Questions to answer:
- a) Copy everything in the passage on the Solomon Sea plate from "The northern subduction" down to "all observed features." word for word.
- b) Decide whether each statement below agrees with the passage on the Solomon Sea plate, answering yes or no and quoting the words of the passage that settle it: (i) The Solomon Sea plate is an oceanic crustal plate remnant. (ii) The Nubara Transform Fault marks the boundary with the Pacific plate. (iii) The northwest part of the northern subduction zone is called the New Britain Subduction Zone.

The tectonic regime in this part of the world is extremely complex and involves a number of minor as well as major plates. The Solomon Sea plate is an oceanic crustal plate remnant which is likely disappearing into three subduction zones, to its north, east and west. Its southeast margin runs along the Woodlark Rise, which extends into a transform fault called the Nubara Transform Fault marking the boundary with the adjoining Woodlark plate.

The northern subduction zone is located where the Solomon plate is diving below the South Bismarck plate to the northwest and the Pacific plate to the northeast at the New Britain Trench. This is area is extremely active seismologically. The northwest part of the subduction zone is called the New Britain Subduction Zone. New Britain in Papua New Guinea is the volcanic island formed from this collision and resulting volcanism. The complexities of its known geology, that of its island neighbour of New Ireland and the known Tabar, Lihir, Tanga and Feni Islands groups with undersaturated alkaline volcanics, some of which have been recently active, may not have resulted in a single accepted tectonic model to the north of the Solomon Sea plate that explains all observed features.

Given entries:
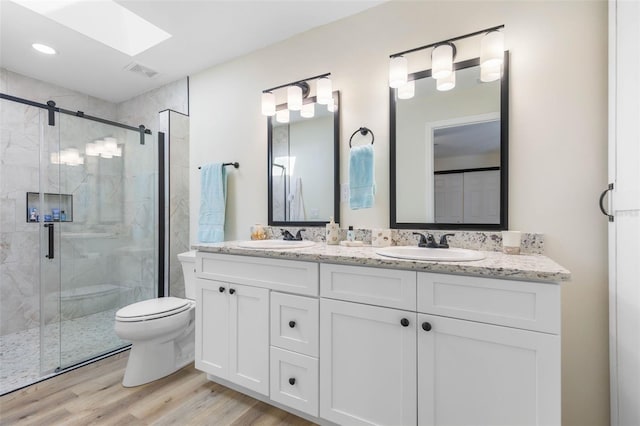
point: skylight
(102, 20)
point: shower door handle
(50, 226)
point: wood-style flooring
(94, 395)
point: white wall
(558, 134)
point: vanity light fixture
(407, 90)
(294, 98)
(442, 60)
(443, 55)
(397, 72)
(446, 83)
(324, 92)
(491, 55)
(296, 93)
(282, 116)
(268, 103)
(43, 48)
(308, 110)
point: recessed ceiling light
(43, 48)
(105, 21)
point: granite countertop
(533, 267)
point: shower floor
(82, 338)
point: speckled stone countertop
(496, 264)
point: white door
(367, 364)
(448, 198)
(471, 373)
(249, 337)
(482, 196)
(212, 327)
(624, 231)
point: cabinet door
(249, 337)
(481, 374)
(367, 364)
(212, 327)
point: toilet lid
(153, 308)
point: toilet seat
(153, 309)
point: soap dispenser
(333, 232)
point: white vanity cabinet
(233, 330)
(469, 350)
(360, 345)
(500, 363)
(233, 305)
(367, 352)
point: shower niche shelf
(54, 208)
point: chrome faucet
(429, 241)
(288, 236)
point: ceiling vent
(141, 69)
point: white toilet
(161, 331)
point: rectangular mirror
(449, 152)
(303, 166)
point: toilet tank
(188, 261)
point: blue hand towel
(213, 197)
(362, 185)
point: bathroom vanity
(342, 335)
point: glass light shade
(324, 91)
(282, 116)
(492, 49)
(308, 110)
(397, 71)
(446, 83)
(294, 98)
(43, 48)
(91, 149)
(268, 104)
(490, 72)
(407, 91)
(442, 61)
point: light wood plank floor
(93, 395)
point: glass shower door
(108, 237)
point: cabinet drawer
(373, 286)
(294, 380)
(275, 274)
(531, 306)
(294, 323)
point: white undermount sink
(275, 244)
(432, 254)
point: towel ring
(363, 131)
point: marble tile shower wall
(111, 242)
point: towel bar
(235, 165)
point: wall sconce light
(324, 91)
(491, 56)
(446, 83)
(294, 98)
(282, 116)
(397, 72)
(296, 93)
(442, 59)
(268, 103)
(308, 110)
(407, 90)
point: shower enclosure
(79, 232)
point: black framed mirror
(303, 166)
(449, 152)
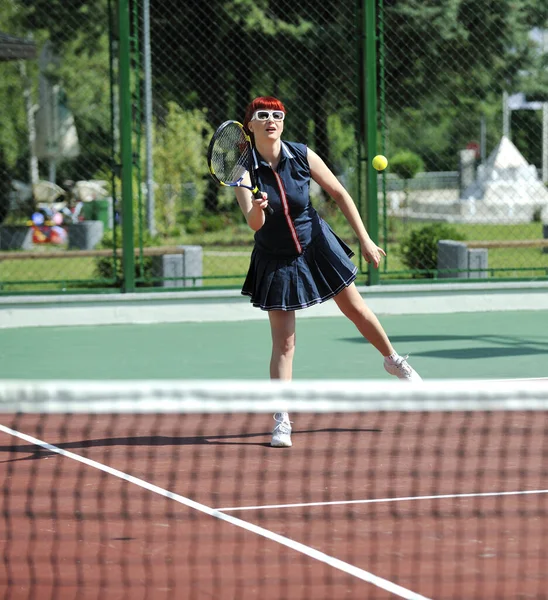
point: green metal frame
(126, 144)
(370, 96)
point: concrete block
(452, 255)
(478, 263)
(179, 266)
(85, 235)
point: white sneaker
(402, 369)
(281, 434)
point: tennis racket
(229, 158)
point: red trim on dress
(285, 205)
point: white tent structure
(507, 189)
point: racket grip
(268, 210)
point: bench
(507, 244)
(178, 266)
(26, 254)
(469, 259)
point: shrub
(419, 250)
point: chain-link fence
(464, 121)
(57, 146)
(208, 60)
(462, 117)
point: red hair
(268, 102)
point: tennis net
(171, 490)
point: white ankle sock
(282, 417)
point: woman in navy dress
(297, 260)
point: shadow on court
(37, 452)
(498, 346)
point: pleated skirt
(292, 283)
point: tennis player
(297, 260)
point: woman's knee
(284, 345)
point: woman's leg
(353, 306)
(282, 327)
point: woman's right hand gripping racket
(229, 158)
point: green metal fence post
(370, 79)
(128, 258)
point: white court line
(297, 546)
(381, 500)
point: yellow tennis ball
(379, 162)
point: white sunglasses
(264, 115)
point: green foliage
(419, 249)
(406, 164)
(180, 168)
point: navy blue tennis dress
(297, 260)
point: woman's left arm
(324, 177)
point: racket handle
(268, 210)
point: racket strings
(230, 154)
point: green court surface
(456, 346)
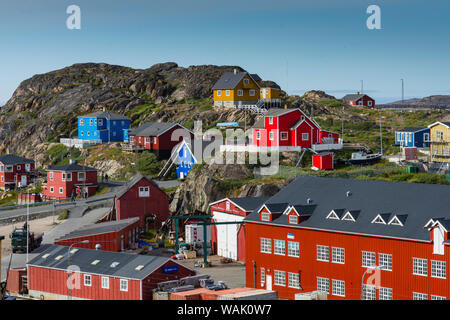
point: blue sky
(302, 45)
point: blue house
(103, 126)
(413, 137)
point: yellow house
(241, 88)
(440, 141)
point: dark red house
(359, 100)
(228, 240)
(99, 275)
(353, 239)
(142, 198)
(63, 180)
(111, 236)
(159, 137)
(290, 130)
(15, 171)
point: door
(268, 282)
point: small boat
(362, 157)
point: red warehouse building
(63, 180)
(111, 236)
(15, 171)
(353, 239)
(359, 100)
(291, 130)
(99, 275)
(159, 137)
(228, 240)
(142, 198)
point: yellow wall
(240, 86)
(439, 147)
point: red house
(359, 100)
(228, 240)
(290, 130)
(111, 236)
(158, 137)
(99, 275)
(63, 180)
(353, 239)
(15, 171)
(142, 198)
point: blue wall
(185, 161)
(412, 139)
(99, 128)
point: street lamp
(69, 287)
(362, 279)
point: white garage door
(227, 244)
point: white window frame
(293, 249)
(122, 286)
(323, 284)
(279, 278)
(279, 247)
(105, 282)
(87, 280)
(420, 267)
(438, 269)
(368, 259)
(338, 255)
(338, 288)
(323, 253)
(265, 245)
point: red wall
(131, 205)
(400, 279)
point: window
(279, 247)
(293, 280)
(144, 192)
(438, 269)
(265, 216)
(322, 253)
(293, 249)
(385, 293)
(368, 292)
(338, 288)
(323, 285)
(81, 176)
(266, 245)
(87, 280)
(385, 261)
(293, 219)
(420, 267)
(420, 296)
(105, 282)
(280, 278)
(338, 255)
(368, 259)
(123, 285)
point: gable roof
(370, 198)
(83, 258)
(99, 228)
(72, 167)
(154, 129)
(105, 114)
(9, 159)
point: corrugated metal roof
(414, 203)
(114, 264)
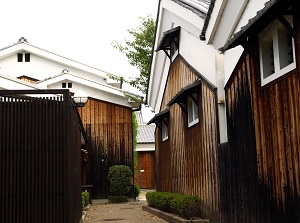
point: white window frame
(192, 110)
(164, 130)
(271, 35)
(174, 49)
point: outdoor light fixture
(80, 98)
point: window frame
(27, 57)
(164, 129)
(20, 57)
(272, 33)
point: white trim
(18, 47)
(272, 33)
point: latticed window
(277, 53)
(164, 130)
(192, 109)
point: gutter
(156, 24)
(206, 21)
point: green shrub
(117, 199)
(137, 191)
(185, 206)
(119, 179)
(85, 196)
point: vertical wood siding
(187, 162)
(39, 160)
(260, 168)
(109, 128)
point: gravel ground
(129, 212)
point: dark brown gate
(145, 177)
(40, 165)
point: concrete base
(170, 217)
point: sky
(82, 30)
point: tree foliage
(135, 132)
(138, 52)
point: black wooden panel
(40, 160)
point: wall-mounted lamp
(80, 98)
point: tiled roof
(199, 7)
(146, 134)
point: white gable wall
(200, 56)
(94, 93)
(227, 18)
(40, 68)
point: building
(224, 86)
(106, 117)
(145, 177)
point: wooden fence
(40, 165)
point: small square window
(277, 51)
(192, 109)
(27, 57)
(20, 57)
(174, 48)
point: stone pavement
(130, 212)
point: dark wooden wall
(109, 129)
(260, 171)
(187, 162)
(145, 177)
(40, 164)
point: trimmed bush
(117, 199)
(85, 196)
(185, 206)
(119, 179)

Task answers:
- a)
The northern subduction zone is located where the Solomon plate is diving below the South Bismarck plate to the northwest and the Pacific plate to the northeast at the New Britain Trench. This is area is extremely active seismologically. The northwest part of the subduction zone is called the New Britain Subduction Zone. New Britain in Papua New Guinea is the volcanic island formed from this collision and resulting volcanism. The complexities of its known geology, that of its island neighbour of New Ireland and the known Tabar, Lihir, Tanga and Feni Islands groups with undersaturated alkaline volcanics, some of which have been recently active, may not have resulted in a single accepted tectonic model to the north of the Solomon Sea plate that explains all observed features.

- b)
(i) Yes: "The Solomon Sea plate is an oceanic crustal plate remnant"
(ii) No: "a transform fault called the Nubara Transform Fault marking the boundary with the adjoining Woodlark plate"
(iii) Yes: "The northwest part of the subduction zone is called the New Britain Subduction Zone."